# PROBLEM TO WORK ON
Can you reproduce the entries below with every "rough mask" changed to "coarse mask" and nothing else altered?

# INPUT DATA
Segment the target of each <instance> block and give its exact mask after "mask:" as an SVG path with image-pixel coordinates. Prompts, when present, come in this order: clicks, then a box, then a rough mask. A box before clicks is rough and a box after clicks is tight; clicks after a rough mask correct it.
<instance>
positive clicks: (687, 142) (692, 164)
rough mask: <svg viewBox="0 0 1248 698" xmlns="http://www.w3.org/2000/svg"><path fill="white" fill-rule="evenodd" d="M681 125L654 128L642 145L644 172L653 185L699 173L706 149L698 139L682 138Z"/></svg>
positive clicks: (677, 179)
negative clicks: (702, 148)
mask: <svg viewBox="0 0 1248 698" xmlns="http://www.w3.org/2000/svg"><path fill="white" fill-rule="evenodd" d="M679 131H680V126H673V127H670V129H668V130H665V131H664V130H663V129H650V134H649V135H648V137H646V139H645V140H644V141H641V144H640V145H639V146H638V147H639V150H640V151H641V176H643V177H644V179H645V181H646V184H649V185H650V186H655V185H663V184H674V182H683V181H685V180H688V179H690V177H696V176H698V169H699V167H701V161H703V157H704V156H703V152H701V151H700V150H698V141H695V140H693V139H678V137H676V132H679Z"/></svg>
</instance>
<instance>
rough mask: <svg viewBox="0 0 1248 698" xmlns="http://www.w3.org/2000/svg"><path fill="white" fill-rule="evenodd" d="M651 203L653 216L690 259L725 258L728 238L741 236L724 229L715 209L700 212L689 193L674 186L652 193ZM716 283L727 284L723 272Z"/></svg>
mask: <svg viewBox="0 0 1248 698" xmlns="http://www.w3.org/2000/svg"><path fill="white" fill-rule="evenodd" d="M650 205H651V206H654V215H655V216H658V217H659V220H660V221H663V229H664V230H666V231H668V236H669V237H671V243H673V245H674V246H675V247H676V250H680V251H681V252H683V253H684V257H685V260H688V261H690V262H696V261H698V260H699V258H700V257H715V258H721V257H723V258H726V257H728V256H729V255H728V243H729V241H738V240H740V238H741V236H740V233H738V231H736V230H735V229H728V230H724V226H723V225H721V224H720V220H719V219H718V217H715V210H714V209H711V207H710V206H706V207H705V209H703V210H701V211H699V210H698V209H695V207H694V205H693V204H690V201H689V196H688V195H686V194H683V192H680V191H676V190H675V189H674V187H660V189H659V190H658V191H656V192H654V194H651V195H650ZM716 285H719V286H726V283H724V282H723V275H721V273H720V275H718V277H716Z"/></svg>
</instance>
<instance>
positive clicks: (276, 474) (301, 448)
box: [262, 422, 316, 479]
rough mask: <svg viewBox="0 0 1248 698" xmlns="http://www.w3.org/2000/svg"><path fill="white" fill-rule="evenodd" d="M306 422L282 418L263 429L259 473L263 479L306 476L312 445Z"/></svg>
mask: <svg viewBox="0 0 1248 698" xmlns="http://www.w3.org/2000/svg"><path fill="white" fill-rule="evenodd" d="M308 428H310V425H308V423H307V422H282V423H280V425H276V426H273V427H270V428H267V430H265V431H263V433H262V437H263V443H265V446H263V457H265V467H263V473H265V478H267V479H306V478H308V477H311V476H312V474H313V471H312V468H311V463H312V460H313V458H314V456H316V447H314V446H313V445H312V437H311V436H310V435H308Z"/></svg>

# YOUR RESPONSE
Segment the target of each <instance> block and give its exact mask after "mask:" as an SVG path with image-pixel coordinates. Prompts, when present, come in this order: clicks, then a box, then a coarse mask. A box before clicks is rough and a box after clicks is tight; clicks after a coarse mask correct it.
<instance>
positive clicks: (687, 142) (692, 164)
coarse mask: <svg viewBox="0 0 1248 698" xmlns="http://www.w3.org/2000/svg"><path fill="white" fill-rule="evenodd" d="M681 125L654 128L642 145L644 172L653 185L699 173L706 149L698 139L682 138Z"/></svg>
positive clicks: (677, 179)
negative clicks: (702, 148)
mask: <svg viewBox="0 0 1248 698" xmlns="http://www.w3.org/2000/svg"><path fill="white" fill-rule="evenodd" d="M679 131H680V126H673V127H670V129H668V130H665V131H664V130H663V129H650V134H649V135H648V137H646V139H645V140H644V141H641V144H640V145H639V146H638V147H639V150H640V151H641V176H643V177H644V179H645V181H646V184H649V185H650V186H655V185H663V184H674V182H683V181H685V180H688V179H690V177H696V176H698V169H699V167H701V161H703V157H704V156H703V152H701V151H700V150H698V141H695V140H693V139H678V137H676V132H679Z"/></svg>
</instance>
<instance>
coarse mask: <svg viewBox="0 0 1248 698" xmlns="http://www.w3.org/2000/svg"><path fill="white" fill-rule="evenodd" d="M651 203L653 216L690 259L725 258L728 238L741 236L724 229L715 209L700 212L689 193L674 186L652 193ZM716 283L727 284L723 272Z"/></svg>
mask: <svg viewBox="0 0 1248 698" xmlns="http://www.w3.org/2000/svg"><path fill="white" fill-rule="evenodd" d="M650 205H651V206H654V215H655V216H658V217H659V220H660V221H663V229H664V230H666V231H668V236H669V237H671V243H673V245H674V246H675V247H676V250H680V251H681V252H683V253H684V257H685V260H688V261H690V262H696V261H698V260H699V258H700V257H715V258H721V257H723V258H726V257H728V256H729V255H728V243H729V241H738V240H740V238H741V236H740V233H738V231H736V230H735V229H728V230H724V226H723V225H721V224H720V220H719V219H718V217H715V210H714V209H711V207H710V206H706V207H705V209H703V210H701V211H699V210H698V209H695V207H694V205H693V204H690V201H689V196H688V195H686V194H683V192H680V191H676V190H675V189H674V187H660V189H659V190H658V191H656V192H654V194H651V195H650ZM716 285H719V286H726V283H724V282H723V275H721V273H720V275H718V277H716Z"/></svg>
</instance>
<instance>
positive clicks: (276, 474) (301, 448)
box: [262, 422, 316, 479]
coarse mask: <svg viewBox="0 0 1248 698" xmlns="http://www.w3.org/2000/svg"><path fill="white" fill-rule="evenodd" d="M306 422L282 418L263 429L259 473L263 479L306 476L312 445Z"/></svg>
mask: <svg viewBox="0 0 1248 698" xmlns="http://www.w3.org/2000/svg"><path fill="white" fill-rule="evenodd" d="M308 428H310V425H308V423H307V422H282V423H280V425H276V426H273V427H270V428H267V430H265V431H263V433H262V437H263V443H265V446H263V457H265V467H263V473H265V478H267V479H306V478H308V477H311V476H312V474H313V471H312V468H311V463H312V460H313V458H314V456H316V447H314V446H313V445H312V437H311V436H310V435H308Z"/></svg>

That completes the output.